_BREVE ESERCIZIO_: Puoi ricopiare parola per parola tutte le righe del materiale, tralasciando l'immagine?

#####

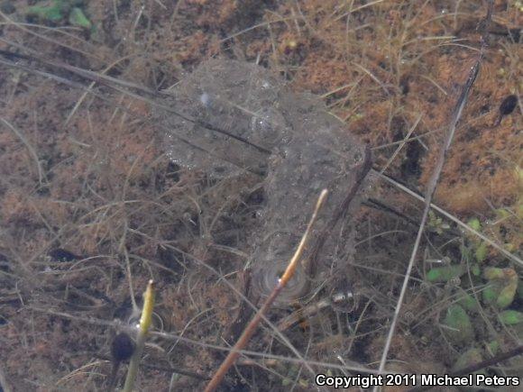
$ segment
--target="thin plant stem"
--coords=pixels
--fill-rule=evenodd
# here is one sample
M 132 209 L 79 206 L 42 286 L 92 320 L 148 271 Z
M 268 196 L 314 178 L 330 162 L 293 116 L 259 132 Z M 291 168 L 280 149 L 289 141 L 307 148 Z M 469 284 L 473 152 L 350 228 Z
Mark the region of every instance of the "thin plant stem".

#####

_SOLUZIONE SCRITTA_:
$ segment
--target="thin plant stem"
--coords=pixels
--fill-rule=evenodd
# here is one sample
M 132 209 L 79 206 L 42 286 L 92 320 L 148 271 Z
M 268 196 L 314 178 L 330 162 L 293 116 L 259 132 Z M 291 168 L 280 149 L 289 141 L 307 148 Z M 469 284 L 473 152 L 350 228 Z
Mark the region of every instance of the "thin plant stem".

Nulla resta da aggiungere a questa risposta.